Source extract -
+ + +
Talk:2019/Grants/Adding Context to Online Stories by Suggesting Related Wikipedia Articles
Additional information requested
Hi Gabriel, thanks for the submission. Could you say a little more related to the way that this tool will present relevant topics? In particular:
- can you explain if there is something additional in terms doing a frequency check on meaningful terms that result from an NLP analysis (is this how you approach what a relevant topic is?)
- because part of your application directly addresses misinformation, is there something particular it would provide w/r/t additional context in these cases? (consider https://en.wikipedia.org/wiki/Flat_Earth versus https://en.wikipedia.org/wiki/Myth_of_the_flat_Earth, both?)
Also, as a final question related to challenges:
- Have you given thought to this backfiring in any way?
Thanks! -Connie, 7 April 2020
Response
Thanks for the questions Connie!
+ + +
Dataset excerpts -
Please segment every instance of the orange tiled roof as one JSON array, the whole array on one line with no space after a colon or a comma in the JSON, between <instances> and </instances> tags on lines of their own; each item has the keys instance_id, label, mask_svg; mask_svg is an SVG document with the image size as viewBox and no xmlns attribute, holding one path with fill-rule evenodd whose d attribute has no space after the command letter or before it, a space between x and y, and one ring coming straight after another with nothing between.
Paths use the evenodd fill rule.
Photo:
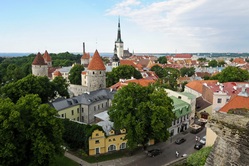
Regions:
<instances>
[{"instance_id":1,"label":"orange tiled roof","mask_svg":"<svg viewBox=\"0 0 249 166\"><path fill-rule=\"evenodd\" d=\"M235 96L227 104L225 104L219 111L228 112L230 109L247 108L249 109L249 97Z\"/></svg>"},{"instance_id":2,"label":"orange tiled roof","mask_svg":"<svg viewBox=\"0 0 249 166\"><path fill-rule=\"evenodd\" d=\"M234 63L237 63L237 64L245 64L246 61L243 59L243 58L235 58L233 60Z\"/></svg>"},{"instance_id":3,"label":"orange tiled roof","mask_svg":"<svg viewBox=\"0 0 249 166\"><path fill-rule=\"evenodd\" d=\"M186 86L202 94L202 85L204 83L210 83L210 82L217 83L218 81L217 80L195 80L195 81L189 82L188 84L186 84Z\"/></svg>"},{"instance_id":4,"label":"orange tiled roof","mask_svg":"<svg viewBox=\"0 0 249 166\"><path fill-rule=\"evenodd\" d=\"M56 70L54 72L54 76L62 76L61 72L59 70Z\"/></svg>"},{"instance_id":5,"label":"orange tiled roof","mask_svg":"<svg viewBox=\"0 0 249 166\"><path fill-rule=\"evenodd\" d=\"M38 54L35 56L35 59L32 62L32 65L47 65L40 52L38 52Z\"/></svg>"},{"instance_id":6,"label":"orange tiled roof","mask_svg":"<svg viewBox=\"0 0 249 166\"><path fill-rule=\"evenodd\" d=\"M43 55L43 59L46 61L46 62L51 62L51 56L48 54L48 51L46 50L44 55Z\"/></svg>"},{"instance_id":7,"label":"orange tiled roof","mask_svg":"<svg viewBox=\"0 0 249 166\"><path fill-rule=\"evenodd\" d=\"M99 55L98 50L95 51L93 54L92 60L88 65L88 70L105 70L105 65Z\"/></svg>"},{"instance_id":8,"label":"orange tiled roof","mask_svg":"<svg viewBox=\"0 0 249 166\"><path fill-rule=\"evenodd\" d=\"M127 86L130 82L134 82L136 84L139 84L141 86L149 86L149 84L152 84L155 82L155 80L152 80L152 79L144 79L144 78L141 78L141 79L131 79L131 80L124 80L123 82L118 82L114 85L112 85L110 88L112 89L115 89L115 90L118 90L124 86Z\"/></svg>"},{"instance_id":9,"label":"orange tiled roof","mask_svg":"<svg viewBox=\"0 0 249 166\"><path fill-rule=\"evenodd\" d=\"M90 54L89 53L84 53L82 55L81 59L90 59Z\"/></svg>"}]
</instances>

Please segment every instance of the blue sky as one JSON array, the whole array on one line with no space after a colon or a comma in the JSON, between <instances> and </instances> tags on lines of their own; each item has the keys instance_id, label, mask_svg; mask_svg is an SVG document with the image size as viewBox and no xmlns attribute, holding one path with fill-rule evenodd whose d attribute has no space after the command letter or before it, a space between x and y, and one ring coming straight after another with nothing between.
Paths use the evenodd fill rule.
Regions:
<instances>
[{"instance_id":1,"label":"blue sky","mask_svg":"<svg viewBox=\"0 0 249 166\"><path fill-rule=\"evenodd\" d=\"M248 0L1 0L0 52L249 52Z\"/></svg>"}]
</instances>

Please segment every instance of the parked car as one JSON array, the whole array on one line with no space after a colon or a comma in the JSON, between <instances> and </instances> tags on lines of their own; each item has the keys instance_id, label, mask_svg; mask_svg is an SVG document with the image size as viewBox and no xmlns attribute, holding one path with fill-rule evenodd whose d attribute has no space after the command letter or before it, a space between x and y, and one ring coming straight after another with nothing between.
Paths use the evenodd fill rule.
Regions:
<instances>
[{"instance_id":1,"label":"parked car","mask_svg":"<svg viewBox=\"0 0 249 166\"><path fill-rule=\"evenodd\" d=\"M197 142L194 146L195 149L200 150L203 147L202 143Z\"/></svg>"},{"instance_id":2,"label":"parked car","mask_svg":"<svg viewBox=\"0 0 249 166\"><path fill-rule=\"evenodd\" d=\"M181 144L181 143L183 143L183 142L185 142L186 141L186 139L185 138L178 138L176 141L175 141L175 143L176 144Z\"/></svg>"},{"instance_id":3,"label":"parked car","mask_svg":"<svg viewBox=\"0 0 249 166\"><path fill-rule=\"evenodd\" d=\"M202 137L202 139L200 140L200 143L202 143L203 145L206 144L206 136Z\"/></svg>"},{"instance_id":4,"label":"parked car","mask_svg":"<svg viewBox=\"0 0 249 166\"><path fill-rule=\"evenodd\" d=\"M149 150L147 154L150 157L155 157L161 153L162 153L162 151L160 149L152 149L152 150Z\"/></svg>"}]
</instances>

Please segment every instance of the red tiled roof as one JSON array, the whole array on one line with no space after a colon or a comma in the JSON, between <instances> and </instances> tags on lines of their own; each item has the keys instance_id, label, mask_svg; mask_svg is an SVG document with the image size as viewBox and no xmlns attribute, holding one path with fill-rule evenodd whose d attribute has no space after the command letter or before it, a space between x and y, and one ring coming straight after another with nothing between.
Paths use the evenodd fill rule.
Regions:
<instances>
[{"instance_id":1,"label":"red tiled roof","mask_svg":"<svg viewBox=\"0 0 249 166\"><path fill-rule=\"evenodd\" d=\"M38 54L35 56L35 59L34 59L32 65L47 65L45 63L43 57L41 56L40 52L38 52Z\"/></svg>"},{"instance_id":2,"label":"red tiled roof","mask_svg":"<svg viewBox=\"0 0 249 166\"><path fill-rule=\"evenodd\" d=\"M56 70L56 71L54 72L54 76L62 76L62 74L61 74L60 71Z\"/></svg>"},{"instance_id":3,"label":"red tiled roof","mask_svg":"<svg viewBox=\"0 0 249 166\"><path fill-rule=\"evenodd\" d=\"M226 105L224 105L219 111L228 112L230 109L247 108L249 109L249 97L235 96Z\"/></svg>"},{"instance_id":4,"label":"red tiled roof","mask_svg":"<svg viewBox=\"0 0 249 166\"><path fill-rule=\"evenodd\" d=\"M51 62L51 56L48 54L48 51L46 50L44 55L43 55L43 59L46 61L46 62Z\"/></svg>"},{"instance_id":5,"label":"red tiled roof","mask_svg":"<svg viewBox=\"0 0 249 166\"><path fill-rule=\"evenodd\" d=\"M210 83L210 82L217 83L218 81L217 80L195 80L195 81L189 82L188 84L186 84L186 86L202 94L202 85L204 83Z\"/></svg>"},{"instance_id":6,"label":"red tiled roof","mask_svg":"<svg viewBox=\"0 0 249 166\"><path fill-rule=\"evenodd\" d=\"M89 53L84 53L82 55L81 59L90 59L90 54Z\"/></svg>"},{"instance_id":7,"label":"red tiled roof","mask_svg":"<svg viewBox=\"0 0 249 166\"><path fill-rule=\"evenodd\" d=\"M141 86L149 86L149 84L152 84L155 82L155 80L152 80L152 79L144 79L144 78L141 78L141 79L131 79L131 80L124 80L123 82L118 82L114 85L112 85L110 88L112 89L115 89L115 90L118 90L124 86L127 86L130 82L134 82L136 84L139 84Z\"/></svg>"},{"instance_id":8,"label":"red tiled roof","mask_svg":"<svg viewBox=\"0 0 249 166\"><path fill-rule=\"evenodd\" d=\"M192 58L191 54L176 54L174 58Z\"/></svg>"},{"instance_id":9,"label":"red tiled roof","mask_svg":"<svg viewBox=\"0 0 249 166\"><path fill-rule=\"evenodd\" d=\"M88 70L106 70L105 65L99 55L98 50L93 54L92 60L88 65Z\"/></svg>"}]
</instances>

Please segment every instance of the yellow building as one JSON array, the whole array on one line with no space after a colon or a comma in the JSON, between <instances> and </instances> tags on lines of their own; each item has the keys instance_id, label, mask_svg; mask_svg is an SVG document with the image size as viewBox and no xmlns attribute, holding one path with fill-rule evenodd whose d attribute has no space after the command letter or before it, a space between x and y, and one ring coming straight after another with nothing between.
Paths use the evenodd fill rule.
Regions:
<instances>
[{"instance_id":1,"label":"yellow building","mask_svg":"<svg viewBox=\"0 0 249 166\"><path fill-rule=\"evenodd\" d=\"M111 151L126 149L127 140L124 140L126 130L110 130L108 134L104 131L94 130L89 137L89 155L104 154Z\"/></svg>"}]
</instances>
+ + +
Prompt A -
Rewrite the part of the grant talk page above that opens with the words containing "Also, as a final" and closes with "the questions Connie!", replacing "backfiring" with "going wrong".
Prompt B -
Continue the grant talk page about suggesting related Wikipedia articles from where it stops.

Right answer A -
Also, as a final question related to challenges:
- Have you given thought to this going wrong in any way?
Thanks! -Connie, 7 April 2020
Response
Thanks for the questions Connie!

Right answer B -
Our baseline for similarity between user highlighted text and the text of a Wikipedia page will be an explicit topic model based on TF-IDF. We selected this baseline because it is straightforward to implement, runs quickly at inference time, is small enough to fit in a browser extension, and is easy to interpret (e.g. word x contributed y to the similarity score between user highlighted text and Wikipedia page z). We will also explore more modern word embedding approaches (e.g. Word2Vec, GloVE, and contextualized word embeddings such as BERT) to see if they improve on our baseline while still maintaining the benefits of TF-IDF.
However, text similarity is not the whole story, especially in a project focusing on credibility. One of the major choices to make in our modeling is which Wikipedia pages to include as potential topics to be returned to the user. The concept of a “good” Wikipedia page / topic is hard to quantify, but much of the R&D for this project will be investigating this question. Below we will go into more detail about the signals and features we plan to examine. We will divide these approaches into “community” features - those made possible by humans reading and reviewing pages - and “machine” features - those derived algorithmically from raw Wikimedia data (note that Wikidata provides additional metadata about pages that can be used for filtering).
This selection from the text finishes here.